• _SET OF TASKS_:
A. Retype the part of the campus free speech passage below that opens with the words containing "The schools will" and closes with "in daily classes.", keeping every word and punctuation mark unchanged.
B. Extend the campus free speech passage below, picking up right after its final sentence.
[TEXT PROVIDED — start]
But, let’s go back a little further; who taught the Titans? Where did they get this narrow, self-righteous point of view in the first place? 

Obviously, let’s go to the Internet and get some data on the educational institutions that trained these leaders and their teams. The most relevant analyses of free speech on campuses comes from the FIRE rating (https://www.thefire.org/) and from The Heterodoxy Academy (https://heterodoxacademy.org/top-150/). What they suggest is that the principal feeder schools to high-tech billionaire-ism, Stanford and Harvard, have regrettably limited free dialogue and exchange of ideas, and their even more technically focused sister schools Cal Tech and MIT are not much better. A cursory look at speeches and articles from the leaders of these institutions tell a story. They are littered with the popular, but limited, political vocabulary of “inclusiveness,” “multi-culturalism,” “sustainability,” and often the even more suspect “micro-aggression,” and “safe-space.” Dr. S.I. Hayakawa, famous linguist (https://en.m.wikipedia.org/wiki/Language_in_Thought_and_Action), University President, and U.S. Senator from California would find  a target-rich environment in the contemporary political lexicon controlling debate and thinking, even if the intellectual content behind the words is lacking. Today we are drowned in a nonsense word-wave that, regrettably, is being adopted by our top schools, arguably lowering the value of their education, making them virtually ungovernable, and producing graduates with premium degrees and a stunted ability to think.

The schools will claim that they put on dialogues with opposing points of view, as in the recent gathering of Reid Hoffman and Peter Thiel at Stanford, but these are little more than set pieces that belie the consistent drumbeat of narrow thinking promoted in daily classes.
[TEXT PROVIDED — finish]
[DATASET CONTENT — start]
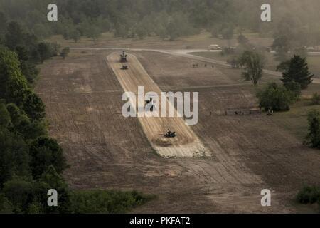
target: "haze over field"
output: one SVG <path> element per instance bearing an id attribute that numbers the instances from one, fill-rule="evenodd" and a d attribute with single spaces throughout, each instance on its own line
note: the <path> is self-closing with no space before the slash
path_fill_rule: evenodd
<path id="1" fill-rule="evenodd" d="M 318 212 L 319 11 L 0 0 L 0 213 Z"/>

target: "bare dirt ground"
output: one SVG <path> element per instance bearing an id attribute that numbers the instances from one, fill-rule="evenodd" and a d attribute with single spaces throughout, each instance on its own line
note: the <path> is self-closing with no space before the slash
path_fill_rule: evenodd
<path id="1" fill-rule="evenodd" d="M 65 176 L 73 188 L 158 195 L 134 212 L 283 213 L 299 212 L 292 199 L 304 184 L 320 184 L 319 152 L 264 115 L 223 115 L 226 108 L 255 105 L 240 76 L 229 76 L 226 67 L 193 68 L 191 59 L 137 52 L 161 90 L 199 92 L 199 123 L 191 129 L 211 152 L 159 156 L 138 119 L 121 115 L 123 89 L 106 63 L 110 53 L 73 51 L 65 61 L 46 62 L 37 84 L 50 135 L 70 165 Z M 260 205 L 265 188 L 272 190 L 272 207 Z"/>
<path id="2" fill-rule="evenodd" d="M 178 117 L 177 111 L 169 100 L 166 98 L 165 106 L 166 117 L 159 117 L 162 110 L 161 90 L 156 83 L 150 78 L 140 62 L 134 55 L 128 55 L 128 63 L 125 63 L 129 69 L 122 70 L 122 63 L 119 63 L 119 52 L 114 52 L 107 57 L 107 63 L 110 65 L 118 81 L 120 82 L 124 91 L 134 93 L 134 97 L 130 98 L 130 103 L 134 107 L 136 115 L 146 134 L 146 138 L 156 152 L 164 157 L 199 157 L 209 156 L 198 136 L 187 125 L 182 117 Z M 144 93 L 156 93 L 159 99 L 156 101 L 154 112 L 149 110 L 144 113 L 144 98 L 139 97 L 138 87 L 144 87 Z M 139 107 L 139 100 L 142 100 L 142 107 Z M 136 102 L 133 102 L 136 100 Z M 174 117 L 169 118 L 169 110 L 174 110 Z M 139 111 L 142 109 L 142 112 Z M 158 113 L 158 116 L 152 116 Z M 149 116 L 148 116 L 149 115 Z M 176 133 L 177 136 L 174 138 L 164 137 L 164 134 L 169 130 Z M 216 148 L 218 150 L 218 148 Z"/>

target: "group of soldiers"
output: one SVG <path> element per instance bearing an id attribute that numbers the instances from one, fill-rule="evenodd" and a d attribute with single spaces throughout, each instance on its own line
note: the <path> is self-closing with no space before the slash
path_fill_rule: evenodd
<path id="1" fill-rule="evenodd" d="M 192 64 L 192 66 L 193 66 L 193 68 L 198 68 L 199 67 L 199 64 L 198 64 L 198 63 L 194 63 L 194 64 Z M 207 63 L 205 63 L 205 64 L 203 65 L 203 66 L 204 66 L 205 68 L 207 68 L 207 67 L 208 67 L 208 64 L 207 64 Z M 214 69 L 215 66 L 214 66 L 213 64 L 212 64 L 212 65 L 211 65 L 211 68 L 212 68 L 213 69 Z"/>

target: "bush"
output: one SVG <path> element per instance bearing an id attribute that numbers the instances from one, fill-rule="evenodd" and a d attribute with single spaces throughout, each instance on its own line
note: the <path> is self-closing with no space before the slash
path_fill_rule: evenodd
<path id="1" fill-rule="evenodd" d="M 292 99 L 294 100 L 298 100 L 301 95 L 301 86 L 299 83 L 294 81 L 289 82 L 284 84 L 284 86 L 292 93 Z"/>
<path id="2" fill-rule="evenodd" d="M 75 214 L 124 213 L 152 198 L 137 191 L 75 191 L 71 194 L 71 210 Z"/>
<path id="3" fill-rule="evenodd" d="M 297 200 L 301 204 L 314 204 L 320 200 L 319 187 L 306 186 L 297 195 Z"/>
<path id="4" fill-rule="evenodd" d="M 272 109 L 274 111 L 289 110 L 292 103 L 292 94 L 285 87 L 273 83 L 262 91 L 258 92 L 257 97 L 259 105 L 265 110 Z"/>

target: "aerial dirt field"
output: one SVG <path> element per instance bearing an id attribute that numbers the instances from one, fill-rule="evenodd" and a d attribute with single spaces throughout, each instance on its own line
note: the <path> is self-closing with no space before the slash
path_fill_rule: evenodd
<path id="1" fill-rule="evenodd" d="M 132 100 L 138 102 L 139 99 L 137 95 L 138 87 L 144 86 L 144 94 L 149 92 L 156 93 L 158 98 L 161 97 L 161 91 L 134 56 L 128 55 L 128 63 L 125 65 L 129 66 L 129 69 L 121 70 L 123 64 L 119 63 L 119 55 L 120 53 L 117 52 L 109 55 L 107 58 L 107 63 L 117 76 L 124 91 L 132 92 L 137 95 L 134 98 L 131 98 L 131 103 L 134 107 L 136 107 L 135 113 L 139 116 L 139 114 L 144 113 L 139 113 L 137 104 L 132 103 Z M 144 99 L 142 100 L 143 104 L 141 108 L 144 110 Z M 162 110 L 161 102 L 159 101 L 157 101 L 159 104 L 157 108 L 154 110 L 154 112 L 158 112 L 158 115 Z M 169 100 L 167 103 L 166 106 L 169 105 L 169 107 L 166 108 L 166 117 L 147 116 L 147 115 L 154 114 L 150 111 L 148 111 L 146 115 L 142 115 L 143 117 L 139 117 L 146 138 L 156 152 L 164 157 L 210 156 L 197 135 L 185 123 L 183 118 L 177 116 L 174 105 L 172 105 Z M 174 110 L 174 117 L 168 117 L 169 108 Z M 165 138 L 164 134 L 167 130 L 175 131 L 177 136 L 174 138 Z M 215 150 L 219 148 L 217 147 Z"/>
<path id="2" fill-rule="evenodd" d="M 154 151 L 139 120 L 121 114 L 124 88 L 106 63 L 110 53 L 73 51 L 65 60 L 46 62 L 37 83 L 73 188 L 134 189 L 158 196 L 137 213 L 300 212 L 293 199 L 304 184 L 320 184 L 320 155 L 265 115 L 224 115 L 228 108 L 257 105 L 240 76 L 200 62 L 193 68 L 187 58 L 132 53 L 161 90 L 199 92 L 199 123 L 190 132 L 210 156 L 165 158 Z M 272 191 L 272 207 L 260 204 L 263 189 Z"/>

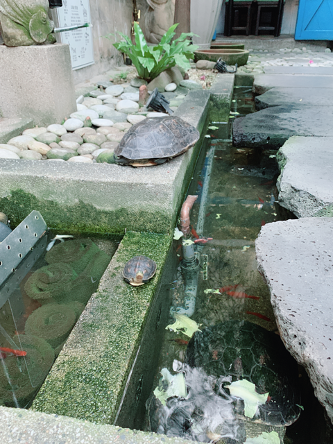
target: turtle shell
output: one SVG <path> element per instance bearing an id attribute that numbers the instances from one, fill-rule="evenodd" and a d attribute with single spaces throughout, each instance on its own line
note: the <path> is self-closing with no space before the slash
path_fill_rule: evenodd
<path id="1" fill-rule="evenodd" d="M 133 125 L 114 154 L 130 164 L 140 160 L 139 163 L 142 163 L 143 160 L 147 163 L 149 160 L 166 160 L 185 153 L 199 137 L 198 130 L 180 117 L 151 117 Z"/>
<path id="2" fill-rule="evenodd" d="M 135 256 L 123 267 L 123 276 L 126 281 L 132 284 L 138 273 L 142 273 L 142 283 L 146 283 L 155 275 L 156 263 L 146 256 Z"/>
<path id="3" fill-rule="evenodd" d="M 196 332 L 187 346 L 185 362 L 218 378 L 247 379 L 258 393 L 269 392 L 269 400 L 259 405 L 259 414 L 252 419 L 244 416 L 246 420 L 287 426 L 300 414 L 296 361 L 278 336 L 256 324 L 230 321 Z M 244 416 L 242 400 L 237 398 L 234 409 Z"/>

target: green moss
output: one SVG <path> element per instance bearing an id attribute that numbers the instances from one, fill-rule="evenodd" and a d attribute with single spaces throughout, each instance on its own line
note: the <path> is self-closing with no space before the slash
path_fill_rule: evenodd
<path id="1" fill-rule="evenodd" d="M 32 409 L 112 423 L 159 287 L 172 237 L 128 232 Z M 133 256 L 155 260 L 156 274 L 142 287 L 125 282 Z"/>
<path id="2" fill-rule="evenodd" d="M 152 213 L 144 209 L 135 211 L 121 208 L 109 212 L 81 201 L 70 207 L 60 206 L 51 200 L 38 200 L 33 194 L 22 189 L 12 191 L 9 196 L 1 198 L 0 207 L 13 226 L 37 210 L 53 230 L 80 234 L 123 234 L 126 228 L 137 232 L 167 233 L 173 230 L 176 221 L 176 214 L 162 211 Z"/>

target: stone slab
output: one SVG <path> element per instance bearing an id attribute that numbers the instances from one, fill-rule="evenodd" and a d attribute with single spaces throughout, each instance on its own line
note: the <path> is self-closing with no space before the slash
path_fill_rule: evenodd
<path id="1" fill-rule="evenodd" d="M 281 339 L 333 422 L 332 218 L 267 223 L 256 241 Z"/>
<path id="2" fill-rule="evenodd" d="M 24 130 L 31 128 L 32 126 L 33 119 L 31 118 L 5 119 L 0 117 L 0 144 L 6 144 L 8 140 L 19 136 Z"/>
<path id="3" fill-rule="evenodd" d="M 175 115 L 201 132 L 209 102 L 209 92 L 194 92 Z M 56 230 L 171 232 L 201 143 L 153 167 L 3 160 L 0 164 L 0 206 L 13 225 L 38 207 L 48 226 Z"/>
<path id="4" fill-rule="evenodd" d="M 332 108 L 283 105 L 234 120 L 235 146 L 277 149 L 291 136 L 333 136 Z"/>
<path id="5" fill-rule="evenodd" d="M 0 46 L 0 114 L 61 123 L 76 110 L 67 44 Z"/>
<path id="6" fill-rule="evenodd" d="M 331 88 L 272 88 L 255 97 L 257 110 L 278 105 L 293 104 L 303 106 L 332 106 L 333 89 Z"/>
<path id="7" fill-rule="evenodd" d="M 306 76 L 292 74 L 256 74 L 253 92 L 262 94 L 273 87 L 333 88 L 330 76 Z"/>
<path id="8" fill-rule="evenodd" d="M 291 62 L 296 60 L 291 59 Z M 264 67 L 265 74 L 305 74 L 333 76 L 333 67 Z"/>
<path id="9" fill-rule="evenodd" d="M 277 160 L 280 205 L 298 217 L 333 216 L 333 137 L 291 137 Z"/>
<path id="10" fill-rule="evenodd" d="M 180 438 L 168 438 L 113 425 L 93 424 L 58 415 L 0 407 L 3 444 L 193 444 Z"/>
<path id="11" fill-rule="evenodd" d="M 164 293 L 157 300 L 155 294 L 171 240 L 171 236 L 151 233 L 128 232 L 125 235 L 97 292 L 88 302 L 35 399 L 33 410 L 135 428 L 133 416 L 139 400 L 135 399 L 139 379 L 143 381 L 140 393 L 144 393 L 141 400 L 144 410 L 151 388 L 149 375 L 155 369 L 149 368 L 154 358 L 147 353 L 145 371 L 135 371 L 133 365 L 144 361 L 136 357 L 141 343 L 141 348 L 149 344 L 151 352 L 158 356 L 169 300 Z M 122 271 L 125 264 L 138 255 L 155 260 L 157 271 L 148 283 L 135 287 L 124 281 Z M 143 331 L 150 325 L 150 338 L 142 341 Z M 124 391 L 125 395 L 131 392 L 127 409 L 122 400 Z M 123 424 L 119 424 L 121 409 L 127 413 Z"/>

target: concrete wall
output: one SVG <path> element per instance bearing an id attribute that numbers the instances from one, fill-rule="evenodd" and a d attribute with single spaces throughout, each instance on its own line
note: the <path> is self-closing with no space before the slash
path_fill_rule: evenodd
<path id="1" fill-rule="evenodd" d="M 103 36 L 117 31 L 130 35 L 133 10 L 133 0 L 90 0 L 95 63 L 74 71 L 76 84 L 102 74 L 122 62 L 120 53 L 110 40 Z M 55 10 L 52 14 L 56 23 Z M 58 38 L 60 42 L 60 37 Z"/>

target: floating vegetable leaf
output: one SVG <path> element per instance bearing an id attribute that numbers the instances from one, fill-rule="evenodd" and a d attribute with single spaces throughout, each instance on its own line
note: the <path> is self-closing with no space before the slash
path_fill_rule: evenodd
<path id="1" fill-rule="evenodd" d="M 244 444 L 280 444 L 279 435 L 276 432 L 263 432 L 255 438 L 248 438 Z"/>
<path id="2" fill-rule="evenodd" d="M 232 396 L 240 398 L 244 401 L 244 415 L 248 418 L 253 418 L 258 405 L 267 401 L 268 393 L 259 395 L 255 391 L 255 385 L 246 379 L 235 381 L 225 386 L 229 388 Z"/>
<path id="3" fill-rule="evenodd" d="M 162 368 L 161 375 L 162 377 L 160 380 L 158 387 L 154 390 L 154 395 L 163 405 L 166 404 L 168 398 L 172 396 L 186 398 L 187 396 L 183 373 L 171 375 L 167 368 Z"/>
<path id="4" fill-rule="evenodd" d="M 200 332 L 199 325 L 193 319 L 190 319 L 185 314 L 178 314 L 178 313 L 173 313 L 173 318 L 176 319 L 174 324 L 170 324 L 166 325 L 165 330 L 169 328 L 173 332 L 182 331 L 184 334 L 188 336 L 189 338 L 191 338 L 196 332 Z"/>
<path id="5" fill-rule="evenodd" d="M 184 233 L 176 227 L 175 231 L 173 232 L 173 239 L 178 241 L 182 236 L 184 236 Z"/>

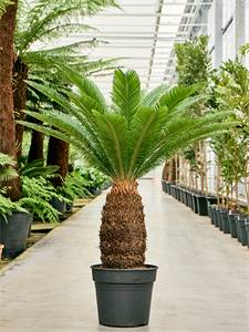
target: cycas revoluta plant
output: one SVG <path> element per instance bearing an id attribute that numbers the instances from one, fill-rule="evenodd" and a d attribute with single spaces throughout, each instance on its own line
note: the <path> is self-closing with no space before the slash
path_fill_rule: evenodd
<path id="1" fill-rule="evenodd" d="M 100 41 L 96 39 L 83 40 L 64 46 L 50 46 L 62 37 L 87 30 L 96 30 L 83 24 L 84 17 L 93 17 L 107 7 L 117 7 L 113 0 L 42 0 L 30 3 L 28 0 L 19 1 L 17 15 L 17 30 L 14 35 L 15 59 L 13 62 L 13 101 L 15 118 L 23 120 L 22 110 L 25 110 L 27 84 L 31 68 L 40 70 L 42 75 L 56 74 L 55 64 L 69 65 L 77 72 L 91 74 L 95 71 L 106 70 L 114 65 L 110 61 L 89 61 L 81 55 L 82 49 L 95 48 Z M 73 22 L 72 22 L 73 21 Z M 35 51 L 35 49 L 39 50 Z M 34 50 L 32 50 L 32 48 Z M 65 77 L 63 77 L 65 80 Z M 23 127 L 17 126 L 15 139 L 21 145 Z M 18 157 L 21 156 L 21 148 Z"/>
<path id="2" fill-rule="evenodd" d="M 35 114 L 59 131 L 21 124 L 75 145 L 93 167 L 112 178 L 100 231 L 103 267 L 143 267 L 146 229 L 137 178 L 180 147 L 220 134 L 230 124 L 215 123 L 224 118 L 221 112 L 201 118 L 183 117 L 185 108 L 198 101 L 189 96 L 199 86 L 178 86 L 166 92 L 167 86 L 160 85 L 146 95 L 141 92 L 136 72 L 116 70 L 108 105 L 93 82 L 75 73 L 69 73 L 69 77 L 77 87 L 76 92 L 68 92 L 71 103 L 54 91 L 29 83 L 68 111 L 69 114 Z"/>

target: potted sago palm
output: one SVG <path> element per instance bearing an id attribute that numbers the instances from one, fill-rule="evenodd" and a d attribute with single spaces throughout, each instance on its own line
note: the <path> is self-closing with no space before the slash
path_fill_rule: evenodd
<path id="1" fill-rule="evenodd" d="M 68 114 L 32 113 L 51 127 L 19 123 L 73 144 L 112 178 L 100 230 L 102 263 L 92 266 L 98 320 L 111 326 L 145 325 L 157 267 L 145 264 L 145 215 L 137 179 L 187 144 L 222 133 L 229 123 L 215 122 L 231 113 L 184 118 L 184 110 L 200 98 L 190 97 L 198 85 L 170 91 L 160 85 L 145 94 L 133 70 L 115 71 L 110 105 L 92 81 L 69 70 L 64 73 L 75 85 L 74 92 L 66 92 L 71 102 L 43 85 L 29 84 Z"/>

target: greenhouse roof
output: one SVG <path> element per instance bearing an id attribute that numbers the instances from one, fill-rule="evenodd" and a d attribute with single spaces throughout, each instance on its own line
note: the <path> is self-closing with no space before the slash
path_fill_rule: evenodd
<path id="1" fill-rule="evenodd" d="M 85 24 L 100 32 L 70 34 L 70 39 L 72 42 L 92 38 L 106 41 L 91 52 L 91 59 L 125 58 L 118 64 L 125 71 L 136 70 L 142 89 L 151 91 L 158 84 L 174 81 L 174 44 L 189 37 L 199 9 L 211 1 L 118 0 L 122 10 L 112 8 L 94 18 L 84 18 Z M 104 94 L 111 91 L 112 75 L 93 80 Z"/>

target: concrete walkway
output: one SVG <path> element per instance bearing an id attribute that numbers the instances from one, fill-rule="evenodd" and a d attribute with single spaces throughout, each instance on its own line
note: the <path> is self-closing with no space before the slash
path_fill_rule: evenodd
<path id="1" fill-rule="evenodd" d="M 138 187 L 147 262 L 159 267 L 141 332 L 249 332 L 249 250 L 162 191 Z M 100 262 L 105 194 L 17 258 L 0 279 L 0 332 L 126 332 L 97 322 L 90 266 Z"/>

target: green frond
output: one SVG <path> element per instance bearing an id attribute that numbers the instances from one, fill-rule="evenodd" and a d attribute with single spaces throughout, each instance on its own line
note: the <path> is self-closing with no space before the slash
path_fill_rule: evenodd
<path id="1" fill-rule="evenodd" d="M 0 181 L 8 181 L 18 177 L 18 173 L 10 167 L 0 168 Z"/>
<path id="2" fill-rule="evenodd" d="M 195 92 L 199 91 L 203 85 L 191 85 L 191 86 L 174 86 L 168 93 L 165 93 L 158 101 L 157 107 L 167 106 L 168 112 L 172 112 L 180 103 L 185 102 L 187 97 L 193 95 Z"/>
<path id="3" fill-rule="evenodd" d="M 1 17 L 6 12 L 7 6 L 10 6 L 10 4 L 14 4 L 14 2 L 10 1 L 10 0 L 0 0 L 0 20 L 1 20 Z"/>
<path id="4" fill-rule="evenodd" d="M 127 123 L 120 114 L 105 114 L 93 111 L 108 159 L 116 169 L 116 178 L 125 179 Z M 115 151 L 115 152 L 114 152 Z"/>
<path id="5" fill-rule="evenodd" d="M 158 98 L 168 90 L 169 85 L 160 84 L 151 91 L 146 96 L 141 100 L 141 105 L 154 107 Z"/>
<path id="6" fill-rule="evenodd" d="M 105 112 L 105 110 L 108 108 L 104 95 L 93 81 L 81 76 L 69 66 L 59 69 L 69 77 L 71 83 L 73 83 L 83 95 L 86 94 L 98 104 L 98 110 L 102 110 L 100 112 Z"/>
<path id="7" fill-rule="evenodd" d="M 15 166 L 17 163 L 12 156 L 0 153 L 0 166 L 12 165 Z"/>
<path id="8" fill-rule="evenodd" d="M 128 131 L 128 177 L 133 178 L 137 165 L 149 151 L 166 113 L 167 107 L 154 110 L 152 107 L 141 106 L 137 110 L 131 129 Z"/>
<path id="9" fill-rule="evenodd" d="M 129 123 L 139 106 L 141 81 L 137 73 L 128 70 L 123 73 L 117 69 L 113 76 L 112 110 L 125 116 Z"/>

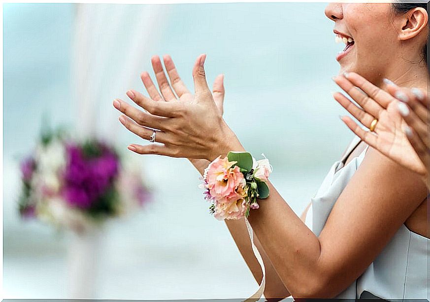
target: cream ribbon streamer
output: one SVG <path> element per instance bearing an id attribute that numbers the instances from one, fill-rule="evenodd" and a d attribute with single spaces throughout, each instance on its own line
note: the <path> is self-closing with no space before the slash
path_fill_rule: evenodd
<path id="1" fill-rule="evenodd" d="M 249 238 L 251 239 L 252 251 L 254 252 L 255 258 L 257 258 L 258 263 L 260 264 L 260 266 L 261 267 L 261 270 L 263 274 L 263 277 L 261 280 L 261 284 L 260 284 L 260 287 L 259 287 L 254 295 L 245 300 L 245 302 L 251 302 L 251 301 L 258 301 L 264 293 L 265 287 L 266 285 L 266 270 L 265 268 L 264 262 L 263 262 L 261 255 L 258 251 L 258 249 L 257 248 L 255 244 L 254 244 L 254 234 L 252 231 L 252 227 L 251 227 L 251 225 L 249 224 L 248 219 L 246 218 L 245 218 L 245 223 L 246 224 L 246 228 L 248 229 L 248 233 L 249 234 Z"/>

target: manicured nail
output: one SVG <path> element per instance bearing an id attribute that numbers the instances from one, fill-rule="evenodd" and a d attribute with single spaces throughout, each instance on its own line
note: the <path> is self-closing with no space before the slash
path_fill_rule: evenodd
<path id="1" fill-rule="evenodd" d="M 407 103 L 409 100 L 408 96 L 406 95 L 406 93 L 401 90 L 396 91 L 396 93 L 394 94 L 394 96 L 399 101 L 401 101 L 404 103 Z"/>
<path id="2" fill-rule="evenodd" d="M 414 87 L 411 89 L 411 93 L 415 95 L 418 100 L 422 101 L 424 99 L 424 94 L 420 89 Z"/>
<path id="3" fill-rule="evenodd" d="M 113 107 L 119 110 L 121 108 L 121 103 L 118 100 L 113 100 Z"/>
<path id="4" fill-rule="evenodd" d="M 206 54 L 204 54 L 201 58 L 200 58 L 200 66 L 203 67 L 204 65 L 204 61 L 206 60 Z"/>
<path id="5" fill-rule="evenodd" d="M 409 126 L 405 125 L 403 127 L 403 131 L 408 137 L 412 137 L 412 130 Z"/>
<path id="6" fill-rule="evenodd" d="M 134 93 L 133 92 L 132 90 L 129 90 L 127 93 L 127 96 L 130 98 L 132 100 L 133 100 L 134 99 Z"/>
<path id="7" fill-rule="evenodd" d="M 398 109 L 398 112 L 400 113 L 400 114 L 401 114 L 402 116 L 407 116 L 409 114 L 409 109 L 408 108 L 407 106 L 406 106 L 406 105 L 404 103 L 397 102 L 397 107 Z"/>
<path id="8" fill-rule="evenodd" d="M 397 86 L 397 85 L 394 83 L 394 82 L 393 82 L 393 81 L 390 80 L 389 79 L 388 79 L 388 78 L 387 78 L 386 77 L 384 77 L 382 79 L 382 81 L 384 82 L 384 83 L 386 85 L 391 85 L 392 86 Z"/>

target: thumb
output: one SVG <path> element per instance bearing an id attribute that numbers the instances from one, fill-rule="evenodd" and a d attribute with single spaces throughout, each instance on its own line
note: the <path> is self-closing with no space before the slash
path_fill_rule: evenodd
<path id="1" fill-rule="evenodd" d="M 193 69 L 193 78 L 194 80 L 195 93 L 210 91 L 206 80 L 206 73 L 204 72 L 205 60 L 206 60 L 205 54 L 198 56 Z"/>

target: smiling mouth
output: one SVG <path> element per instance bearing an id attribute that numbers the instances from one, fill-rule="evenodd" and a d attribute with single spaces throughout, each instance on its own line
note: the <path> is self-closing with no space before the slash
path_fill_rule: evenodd
<path id="1" fill-rule="evenodd" d="M 355 44 L 355 41 L 350 37 L 347 37 L 340 34 L 337 34 L 334 39 L 336 43 L 340 43 L 341 42 L 345 43 L 345 48 L 343 50 L 339 52 L 336 57 L 336 60 L 340 61 L 342 58 L 346 56 L 351 49 L 354 46 Z"/>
[DATASET CONTENT — finish]
• _ANSWERS FOR THE EXERCISE_:
A.
The schools will claim that they put on dialogues with opposing points of view, as in the recent gathering of Reid Hoffman and Peter Thiel at Stanford, but these are little more than set pieces that belie the consistent drumbeat of narrow thinking promoted in daily classes.

B.
Putting aside the ratings systems above, I offer a simple, free-speech and academic quality challenge to our leading universities. How many courses and class hours are devoted to the following?

— The Policy Successes of Trump. Regardless of the man, it is arguable that his policies have been more constructively successful in 16 months than his two predecessors in 16 years.

— Increasing doubts about climate change. There is strong evidence that climate change predictions have proven largely wrong.(https://www.google.com/amp/s/www.wsj.com/amp/articles/thirty-years-on-how-well-do-global-warming-predictions-stand-up-1529623442)

— The disastrous impact of sustainability. The higher energy costs of “sustainable” energy may stunt economic growth and raise the costs of transportation and food to a degree to starve a good portion of the third world.

— The new racism of “inclusiveness,” “multiculturalism,” and expanded public welfare programs. (Shelby Steele is highly informative on this.(https://en.m.wikipedia.org/wiki/White_Guilt_(book)

— The collapse of American Health Care under Medicare-for-All. Most available studies in the U.S. suggest that costs would skyrocket and quality and availability would decline. (https://en.m.wikipedia.org/wiki/RAND_Health_Insurance_Experiment)

I could go on and on. The short answer is that students are rarely exposed to such opposing points of view. Even if you violently disagree with these ideas, they are valid arguments that require serious debate in leading universities and students should be trained to think and discuss, not swallow doctrine. But academic faculty have been fully coopted, debate is not encouraged, or, at times, tolerated, and University Presidents have no chance of guiding these institutions to free thought and debate. Galileo would have fared no better today than he did in the 16th century. Today’s universities appear to be designed to close rather than open minds.

I do not mourn for Brett Kavanaugh, although being “Kavanaughed” will live on forever in American political history. I do not mourn for Joel Kaplan, who was persecuted by the heirs of Pol Pot, using the weapons of vested stock and the electronic liver hooks of social media shaming and/or exile. No, I mourn for these young, group-think “Titans,” and the faculty who taught them,  who do not understand the law of unintended consequences, cannot seem to think beyond the narrow and suspect political vocabulary they have been infected with, and are unwittingly repeating the massive errors of the past and shaping a dystopian future beyond their imaginations.